■ **ABOUT THIS TASK**: Your answer must be an exact copy of the lines from the one containing "Category: plaid flannel shirt" through the last line of the records below, with no pictures; please include nothing else.

■ **INPUT**:
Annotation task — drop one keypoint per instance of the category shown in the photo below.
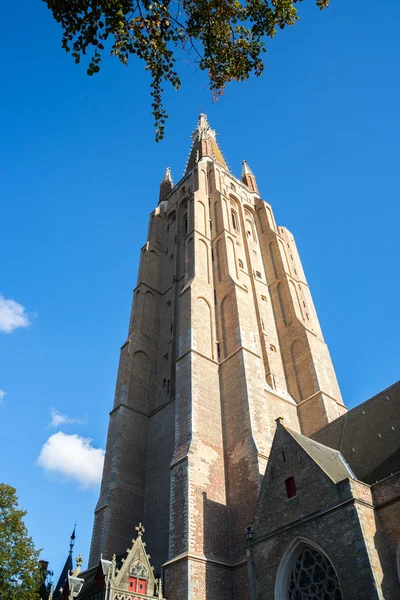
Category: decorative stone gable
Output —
(134, 580)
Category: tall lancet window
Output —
(312, 577)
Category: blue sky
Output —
(79, 175)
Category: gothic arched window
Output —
(138, 578)
(235, 220)
(312, 576)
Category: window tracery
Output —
(313, 577)
(138, 570)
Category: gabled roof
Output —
(368, 436)
(329, 460)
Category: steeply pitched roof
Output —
(368, 436)
(329, 460)
(63, 576)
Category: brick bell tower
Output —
(223, 339)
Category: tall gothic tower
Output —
(223, 339)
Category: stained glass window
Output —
(313, 578)
(138, 570)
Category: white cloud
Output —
(73, 457)
(58, 419)
(12, 315)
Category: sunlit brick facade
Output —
(223, 339)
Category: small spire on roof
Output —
(248, 177)
(246, 169)
(167, 176)
(72, 542)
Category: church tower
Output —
(223, 339)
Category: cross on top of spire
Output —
(167, 175)
(246, 169)
(203, 129)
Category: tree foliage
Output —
(226, 38)
(19, 567)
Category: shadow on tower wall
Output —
(223, 581)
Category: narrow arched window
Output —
(290, 482)
(235, 220)
(185, 227)
(138, 577)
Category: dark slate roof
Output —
(64, 574)
(89, 577)
(368, 436)
(330, 461)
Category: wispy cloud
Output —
(73, 458)
(58, 419)
(12, 315)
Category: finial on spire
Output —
(204, 144)
(79, 562)
(167, 176)
(166, 185)
(248, 177)
(72, 541)
(246, 169)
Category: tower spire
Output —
(166, 185)
(204, 143)
(248, 177)
(72, 540)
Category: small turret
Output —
(166, 185)
(248, 177)
(67, 568)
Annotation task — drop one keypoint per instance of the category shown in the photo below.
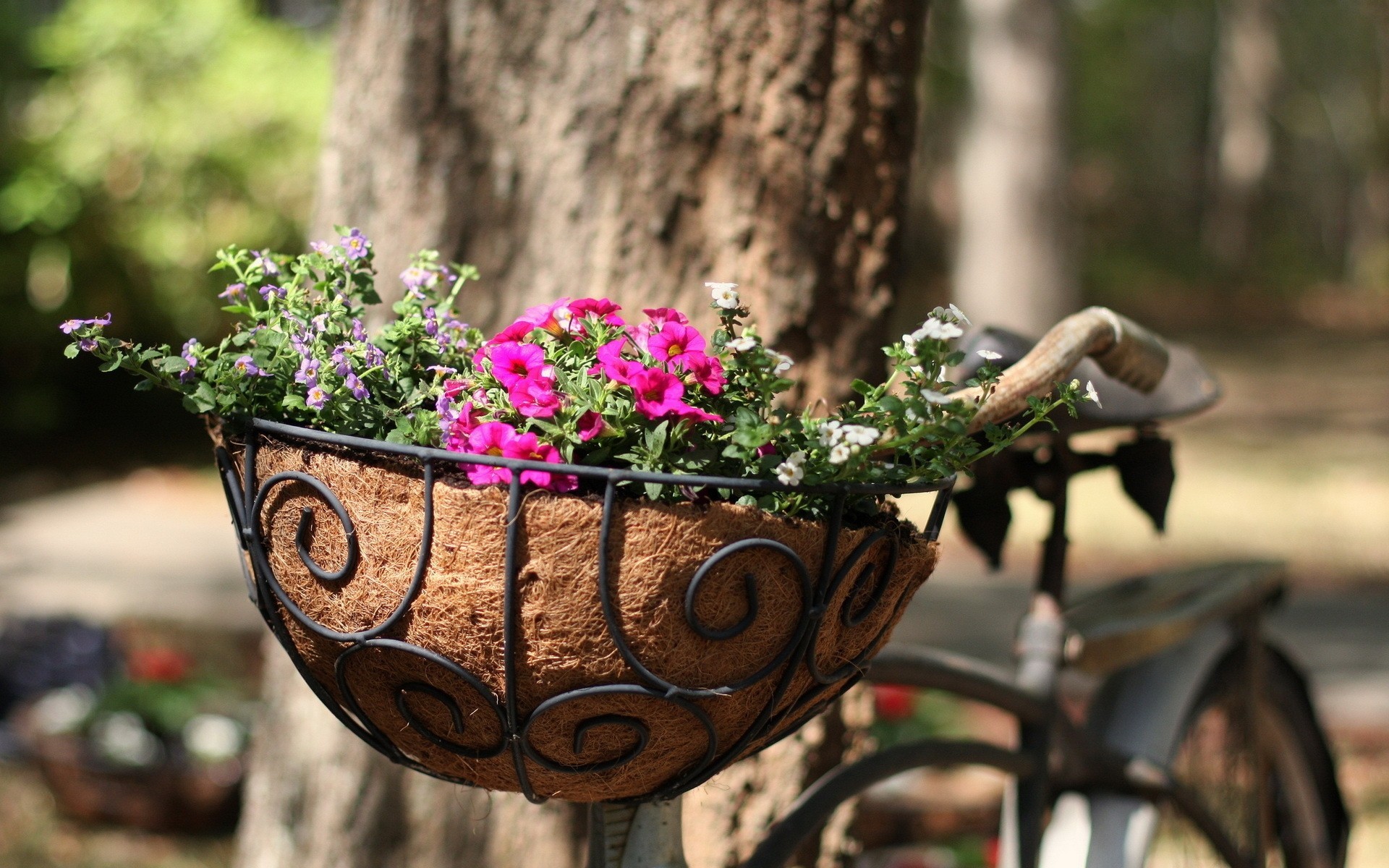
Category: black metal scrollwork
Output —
(516, 728)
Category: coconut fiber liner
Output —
(561, 641)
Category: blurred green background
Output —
(137, 137)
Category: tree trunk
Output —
(631, 150)
(1014, 265)
(1246, 74)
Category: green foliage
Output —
(163, 131)
(569, 382)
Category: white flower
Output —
(789, 472)
(860, 435)
(566, 320)
(124, 739)
(831, 434)
(213, 738)
(1092, 395)
(726, 295)
(63, 710)
(949, 331)
(937, 330)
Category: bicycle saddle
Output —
(1186, 388)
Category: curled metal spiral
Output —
(516, 728)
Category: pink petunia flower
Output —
(555, 317)
(528, 448)
(534, 396)
(490, 439)
(519, 331)
(462, 424)
(600, 307)
(516, 362)
(694, 414)
(676, 342)
(453, 388)
(658, 317)
(658, 392)
(706, 371)
(590, 425)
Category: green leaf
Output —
(202, 400)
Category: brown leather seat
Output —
(1186, 388)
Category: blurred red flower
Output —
(893, 702)
(157, 664)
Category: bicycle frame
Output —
(1218, 608)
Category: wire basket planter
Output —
(593, 647)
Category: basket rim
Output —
(588, 471)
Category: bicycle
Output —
(1202, 745)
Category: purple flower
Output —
(307, 373)
(187, 374)
(247, 367)
(267, 264)
(443, 406)
(416, 277)
(354, 243)
(339, 359)
(356, 386)
(71, 326)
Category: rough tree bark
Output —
(1013, 264)
(1246, 74)
(628, 150)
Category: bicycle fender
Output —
(1139, 712)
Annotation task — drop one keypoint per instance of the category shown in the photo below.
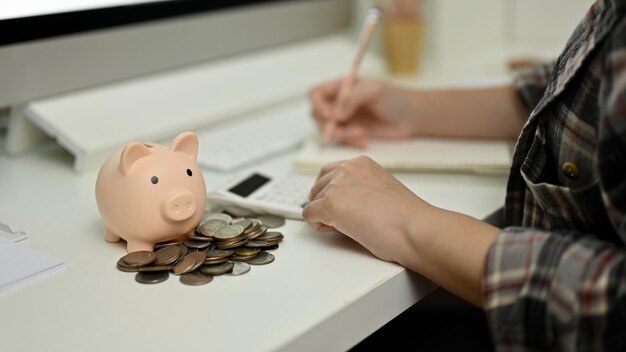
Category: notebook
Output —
(418, 154)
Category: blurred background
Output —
(464, 41)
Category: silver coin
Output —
(255, 226)
(229, 232)
(183, 250)
(213, 261)
(165, 244)
(231, 245)
(210, 227)
(271, 221)
(185, 265)
(256, 233)
(122, 266)
(259, 244)
(240, 268)
(195, 278)
(219, 253)
(246, 251)
(271, 236)
(199, 237)
(261, 259)
(167, 255)
(238, 211)
(217, 269)
(139, 258)
(151, 277)
(245, 223)
(153, 267)
(197, 244)
(219, 216)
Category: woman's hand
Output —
(362, 200)
(371, 109)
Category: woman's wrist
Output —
(450, 249)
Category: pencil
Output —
(372, 18)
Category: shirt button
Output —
(570, 169)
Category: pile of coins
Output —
(223, 243)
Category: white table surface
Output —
(323, 292)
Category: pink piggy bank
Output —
(149, 193)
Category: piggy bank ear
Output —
(186, 142)
(131, 153)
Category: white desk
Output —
(322, 293)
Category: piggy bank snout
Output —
(178, 206)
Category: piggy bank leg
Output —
(110, 236)
(134, 246)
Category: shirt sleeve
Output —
(567, 290)
(531, 83)
(555, 291)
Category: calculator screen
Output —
(249, 185)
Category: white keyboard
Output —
(256, 136)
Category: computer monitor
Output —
(56, 46)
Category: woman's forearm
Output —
(493, 113)
(452, 253)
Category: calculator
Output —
(266, 193)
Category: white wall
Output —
(481, 35)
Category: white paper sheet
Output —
(418, 154)
(19, 263)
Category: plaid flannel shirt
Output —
(556, 276)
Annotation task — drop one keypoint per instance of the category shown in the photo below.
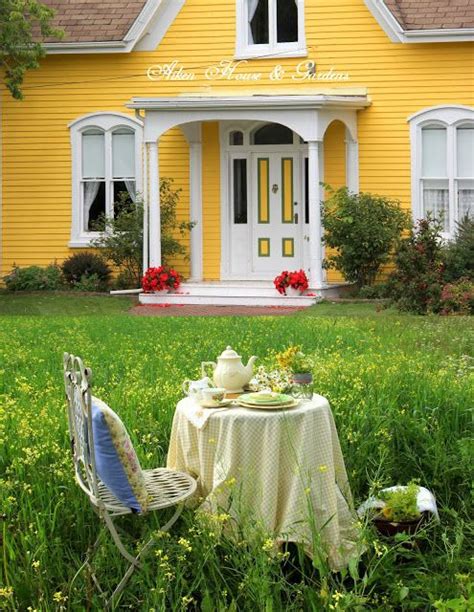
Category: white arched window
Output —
(442, 140)
(106, 162)
(270, 27)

■ **YOUR SOLUTION**:
Category: plaid flannel shirt
Output —
(556, 276)
Annotation task — drop one keypoint per instance of the category shown in the photo below.
Category: white arched window
Output —
(442, 140)
(106, 162)
(270, 27)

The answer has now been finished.